→ Extract provided

══════

Branching story planning

I have a chart of the way scenes branch in the SNAFU story. You might have looked at that and thought “Well, that looks a tad complex” – or maybe you didn’t. Maybe you thought it looked quite straightforward compared to branching fiction that you’re familiar with.

For a refresher, this is a chunk of the diagram:

snafu1

It has grown a little since then. The thing is, that traditionally, the scene is the “atomic” node of choice-based interactive-fiction, and that is not the case here.

When I say “atomic”, I mean it in its original sense, that is “indivisible”. You have a scene. You maybe have a choice or choices that determine what the next scene is, you read the next scene, make your choice and so on.

Yeah, this ain’t that.

Some of those boxes up there represent scenes with an atomic narrative like that, but not many of them. Mostly, those happen near the top, in the earlier parts of the prologue.

As we move on through the story, things get more intricate. One box might represent two, three, four or a dozen alternate versions of events, depending on what choices characters and the player/reader have made in the past, what information they have learned, what events have taken place. Narrative doesn’t navigate a graph of scenes, each scene may contain its own branching structure, depending on prior events/choices/information.

The map of scenes up there is just a convenience, for me, allowing me to lump narrative into abstract logical units, so I can actually find things, and track what areas of the story are and are not done.

Some of it looks more traditional. For example, scene 250 and scene 260 are quite different. Not all of the same characters are present in both scenes, though they have some events in common, and play out in very different ways. They’re definitely alternative versions of events at the same place and time, though. The pair of them are monstrously large scenes with a roughly a dozen playable characters present at once. That acts as a multiplier on both word-count and variations. There’s no way I’m getting through those scenes without spending at least 3,000 words per playable character for each scene.

══════

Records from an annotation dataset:
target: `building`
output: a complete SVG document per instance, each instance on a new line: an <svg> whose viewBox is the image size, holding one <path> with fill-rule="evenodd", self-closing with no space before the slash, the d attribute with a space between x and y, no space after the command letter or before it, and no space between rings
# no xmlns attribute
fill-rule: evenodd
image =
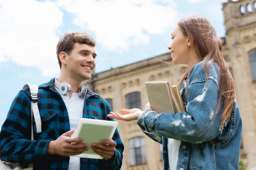
<svg viewBox="0 0 256 170"><path fill-rule="evenodd" d="M221 38L221 53L236 83L243 121L241 156L250 169L256 167L256 2L228 0L223 7L226 34ZM160 60L171 62L170 54L98 73L85 83L106 99L114 110L143 109L148 102L144 82L168 80L177 84L188 69ZM125 147L122 170L163 169L159 144L145 135L135 122L118 122Z"/></svg>

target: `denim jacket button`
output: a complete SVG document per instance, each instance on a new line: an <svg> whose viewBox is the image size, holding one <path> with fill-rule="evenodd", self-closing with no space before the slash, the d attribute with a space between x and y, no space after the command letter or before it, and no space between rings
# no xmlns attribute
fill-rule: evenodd
<svg viewBox="0 0 256 170"><path fill-rule="evenodd" d="M150 132L151 132L152 131L152 129L151 129L150 128L148 128L148 131Z"/></svg>

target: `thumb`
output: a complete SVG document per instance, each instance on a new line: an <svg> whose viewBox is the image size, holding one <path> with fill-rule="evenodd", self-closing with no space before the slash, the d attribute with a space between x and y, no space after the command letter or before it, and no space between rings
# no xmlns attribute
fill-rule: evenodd
<svg viewBox="0 0 256 170"><path fill-rule="evenodd" d="M120 112L122 113L130 113L130 109L121 109Z"/></svg>
<svg viewBox="0 0 256 170"><path fill-rule="evenodd" d="M72 135L73 133L75 132L75 129L73 129L70 131L68 131L67 132L64 133L62 134L62 136L70 136Z"/></svg>

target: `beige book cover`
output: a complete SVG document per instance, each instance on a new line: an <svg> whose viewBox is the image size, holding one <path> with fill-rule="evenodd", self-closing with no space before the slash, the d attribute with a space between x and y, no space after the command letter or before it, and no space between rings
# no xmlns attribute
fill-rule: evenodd
<svg viewBox="0 0 256 170"><path fill-rule="evenodd" d="M175 113L169 82L146 82L145 85L153 110L158 113Z"/></svg>
<svg viewBox="0 0 256 170"><path fill-rule="evenodd" d="M181 95L180 95L180 89L179 89L178 85L172 85L172 90L175 94L176 99L181 111L185 111L185 107L184 107L184 105L183 105L183 101L182 101L182 98L181 98Z"/></svg>
<svg viewBox="0 0 256 170"><path fill-rule="evenodd" d="M185 111L179 88L168 81L145 82L150 106L156 112L173 113Z"/></svg>

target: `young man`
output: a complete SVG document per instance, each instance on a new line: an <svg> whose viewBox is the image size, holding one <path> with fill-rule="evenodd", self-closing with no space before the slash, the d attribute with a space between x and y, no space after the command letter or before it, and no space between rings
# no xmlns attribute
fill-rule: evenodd
<svg viewBox="0 0 256 170"><path fill-rule="evenodd" d="M25 167L33 163L37 170L121 168L124 145L117 129L112 140L102 140L102 143L91 146L73 137L81 118L113 121L107 117L111 108L99 95L88 88L85 95L79 91L80 88L86 88L82 82L91 77L95 68L95 45L94 40L85 33L67 33L61 38L57 45L59 77L38 88L42 132L37 133L33 120L34 140L30 140L31 94L26 88L14 99L2 127L1 159L20 163ZM65 87L71 88L70 91ZM70 157L87 150L89 147L104 159Z"/></svg>

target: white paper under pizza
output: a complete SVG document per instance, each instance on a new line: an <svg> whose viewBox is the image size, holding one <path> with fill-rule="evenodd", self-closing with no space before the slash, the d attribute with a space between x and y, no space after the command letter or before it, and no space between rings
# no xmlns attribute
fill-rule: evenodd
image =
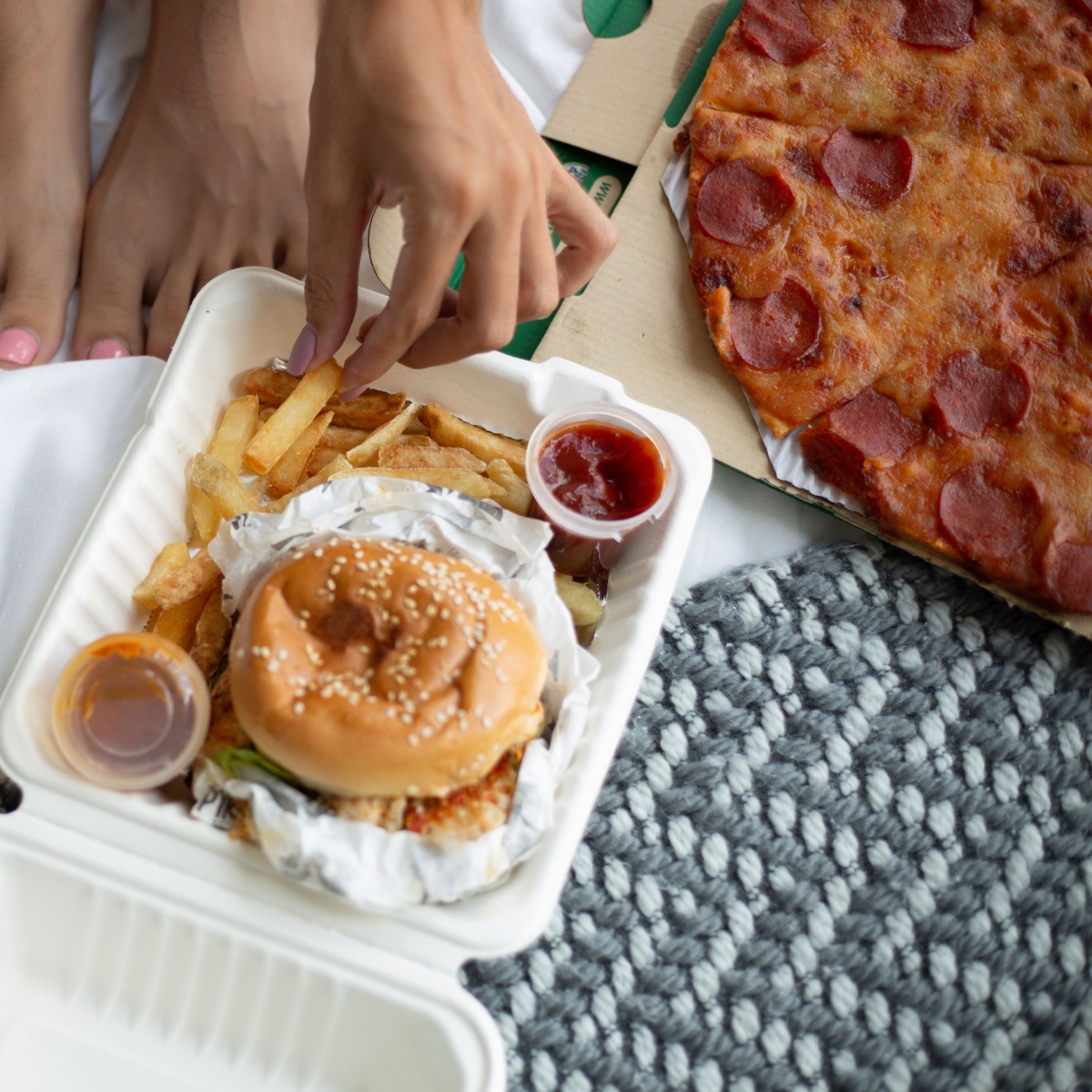
<svg viewBox="0 0 1092 1092"><path fill-rule="evenodd" d="M224 826L233 800L246 800L266 857L285 876L332 891L360 907L444 902L502 879L554 821L557 783L586 723L595 658L577 643L546 556L549 527L492 501L417 482L335 479L301 495L282 513L248 512L221 526L209 553L224 572L229 617L286 555L317 536L397 538L472 561L526 612L546 650L543 693L549 743L524 751L508 822L474 841L390 833L329 814L309 796L257 767L230 776L215 762L194 768L193 814Z"/></svg>
<svg viewBox="0 0 1092 1092"><path fill-rule="evenodd" d="M675 155L667 165L667 169L660 178L660 185L667 195L667 202L672 206L675 219L686 239L687 250L690 249L690 211L688 209L690 190L690 157L688 154ZM807 489L816 497L823 500L833 501L835 505L843 505L854 512L864 512L860 502L841 489L835 489L828 485L818 474L812 471L804 461L804 452L800 450L800 429L795 428L787 436L780 440L770 430L770 426L762 420L761 414L755 408L750 397L747 399L750 406L751 416L758 426L759 436L765 453L770 456L773 472L782 482L795 485L798 489ZM800 428L804 426L802 425Z"/></svg>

══════

→ Your tasks
[1] Set down the passage on branching story planning from "Branching story planning" up to and including "choice and so on.", word for word.
[2] Please recast the records as a numbered list, from the start of the records up to and including the line with "132L151 132L152 131L152", with blank lines left out. Leave the pictures out of the answer.
The passage on branching story planning and the records are unrelated to each other.

→ Solution list
[1]
Branching story planning

I have a chart of the way scenes branch in the SNAFU story. You might have looked at that and thought “Well, that looks a tad complex” – or maybe you didn’t. Maybe you thought it looked quite straightforward compared to branching fiction that you’re familiar with.

For a refresher, this is a chunk of the diagram:

snafu1

It has grown a little since then. The thing is, that traditionally, the scene is the “atomic” node of choice-based interactive-fiction, and that is not the case here.

When I say “atomic”, I mean it in its original sense, that is “indivisible”. You have a scene. You maybe have a choice or choices that determine what the next scene is, you read the next scene, make your choice and so on.

[2]
1. target: `building`
2. output: a complete SVG document per instance, each instance on a new line: an <svg> whose viewBox is the image size, holding one <path> with fill-rule="evenodd", self-closing with no space before the slash, the d attribute with a space between x and y, no space after the command letter or before it, and no space between rings
3. # no xmlns attribute
4. fill-rule: evenodd
5. image =
6. <svg viewBox="0 0 256 170"><path fill-rule="evenodd" d="M221 38L221 53L236 83L243 121L241 156L250 169L256 167L256 2L228 0L223 7L226 34ZM160 60L171 62L170 54L98 73L85 83L106 99L114 110L143 109L148 102L144 82L168 80L177 84L188 69ZM125 147L122 170L163 169L159 144L145 135L135 122L118 122Z"/></svg>
7. target: `denim jacket button`
8. output: a complete SVG document per instance, each instance on a new line: an <svg> whose viewBox is the image size, holding one <path> with fill-rule="evenodd", self-closing with no space before the slash, the d attribute with a space between x and y, no space after the command letter or before it, and no space between rings
9. # no xmlns attribute
10. fill-rule: evenodd
11. <svg viewBox="0 0 256 170"><path fill-rule="evenodd" d="M150 132L151 132L152 131L152 129L151 129L150 128L148 128L148 131Z"/></svg>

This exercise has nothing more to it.